Fill output buffer from multiple threads

Hi all,

I’m writing a path tracer which primarily focuses on exporting a final image rather than updating a viewer which means I do a single launch rather than an iterative as is common in the optix samples. At the moment I’m looping through the sample count per pixel in the raygen program and then I’m writing the average of all samples to the output buffer. Now this feels rather inefficient utilization wise, given the fact that some pixels will have all samples only invocating the miss program while others will have multiple bounces and light samples to trace for all pixel samples.

Therefore I’m thinking that I can use the z dimension of the launch for the sample count rather than looping in the raygen. But I’m unsure of how to then efficiently get the correct color in my output buffer.

I know that when iterating through samples you can just lerp the color that’s already in the buffer with what is coming from that sample like @droettger does in the Optix apps.

_OBJECTIVES_
a - In the forum post about the path tracer, what does the poster currently write to the output buffer?
b - Based on the forum post about the path tracer, explain why the poster considers looping through the per-pixel sample count in the raygen program inefficient.

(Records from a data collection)

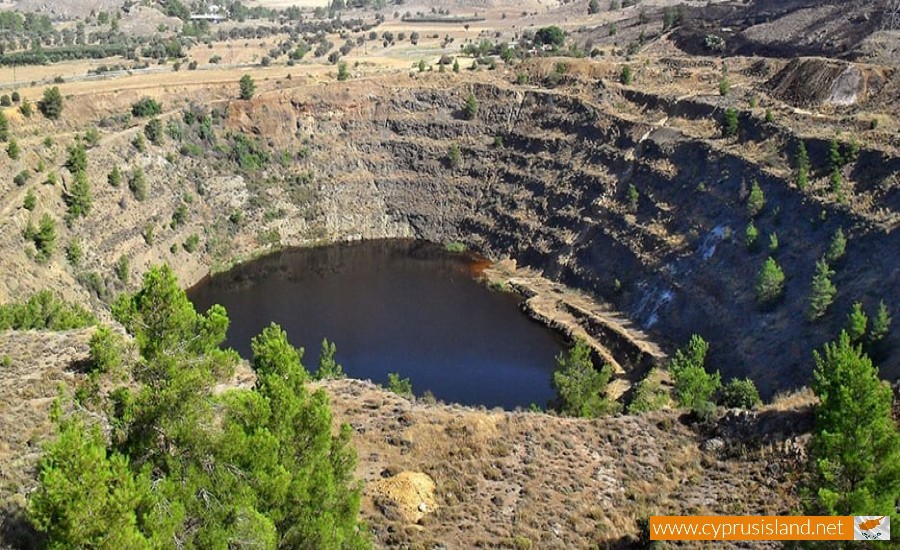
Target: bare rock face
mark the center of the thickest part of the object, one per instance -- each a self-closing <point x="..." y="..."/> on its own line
<point x="408" y="495"/>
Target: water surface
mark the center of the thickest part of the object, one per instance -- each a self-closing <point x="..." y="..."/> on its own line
<point x="393" y="306"/>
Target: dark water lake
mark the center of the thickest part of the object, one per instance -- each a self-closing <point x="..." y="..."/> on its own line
<point x="393" y="306"/>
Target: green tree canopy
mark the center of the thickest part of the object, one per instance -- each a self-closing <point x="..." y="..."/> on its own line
<point x="694" y="386"/>
<point x="248" y="87"/>
<point x="822" y="293"/>
<point x="581" y="387"/>
<point x="51" y="105"/>
<point x="769" y="283"/>
<point x="258" y="468"/>
<point x="856" y="444"/>
<point x="551" y="35"/>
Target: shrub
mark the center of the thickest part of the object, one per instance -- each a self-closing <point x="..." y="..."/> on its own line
<point x="694" y="386"/>
<point x="22" y="178"/>
<point x="45" y="237"/>
<point x="470" y="111"/>
<point x="179" y="216"/>
<point x="881" y="324"/>
<point x="77" y="158"/>
<point x="773" y="243"/>
<point x="724" y="86"/>
<point x="92" y="136"/>
<point x="837" y="247"/>
<point x="343" y="72"/>
<point x="137" y="184"/>
<point x="191" y="244"/>
<point x="649" y="395"/>
<point x="769" y="283"/>
<point x="139" y="143"/>
<point x="51" y="106"/>
<point x="822" y="293"/>
<point x="633" y="198"/>
<point x="855" y="448"/>
<point x="115" y="177"/>
<point x="756" y="201"/>
<point x="400" y="386"/>
<point x="107" y="350"/>
<point x="247" y="87"/>
<point x="74" y="252"/>
<point x="30" y="200"/>
<point x="154" y="131"/>
<point x="329" y="369"/>
<point x="730" y="123"/>
<point x="454" y="157"/>
<point x="79" y="198"/>
<point x="551" y="35"/>
<point x="740" y="394"/>
<point x="146" y="107"/>
<point x="44" y="310"/>
<point x="857" y="321"/>
<point x="802" y="161"/>
<point x="582" y="388"/>
<point x="123" y="268"/>
<point x="751" y="237"/>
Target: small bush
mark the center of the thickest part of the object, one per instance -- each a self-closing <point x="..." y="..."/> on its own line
<point x="51" y="106"/>
<point x="154" y="131"/>
<point x="44" y="310"/>
<point x="400" y="386"/>
<point x="470" y="111"/>
<point x="191" y="244"/>
<point x="137" y="184"/>
<point x="107" y="350"/>
<point x="740" y="394"/>
<point x="769" y="283"/>
<point x="455" y="247"/>
<point x="756" y="201"/>
<point x="12" y="149"/>
<point x="730" y="123"/>
<point x="30" y="200"/>
<point x="146" y="107"/>
<point x="115" y="177"/>
<point x="123" y="269"/>
<point x="649" y="395"/>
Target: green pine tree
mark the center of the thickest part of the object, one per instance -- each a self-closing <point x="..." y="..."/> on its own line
<point x="856" y="444"/>
<point x="756" y="201"/>
<point x="694" y="386"/>
<point x="837" y="247"/>
<point x="822" y="293"/>
<point x="328" y="367"/>
<point x="582" y="388"/>
<point x="857" y="321"/>
<point x="79" y="198"/>
<point x="802" y="162"/>
<point x="769" y="283"/>
<point x="881" y="324"/>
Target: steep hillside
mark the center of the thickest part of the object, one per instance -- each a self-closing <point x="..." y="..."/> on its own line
<point x="544" y="177"/>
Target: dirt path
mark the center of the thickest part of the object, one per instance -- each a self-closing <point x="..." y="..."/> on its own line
<point x="616" y="339"/>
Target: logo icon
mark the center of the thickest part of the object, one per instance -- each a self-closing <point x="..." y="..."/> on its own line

_ANSWER LIST_
a - The poster writes the average of all samples for each pixel to the output buffer.

b - The workload per pixel is uneven. For some pixels, every sample only invokes the miss program. For others, every sample involves multiple bounces and light samples to trace, which makes utilization poor.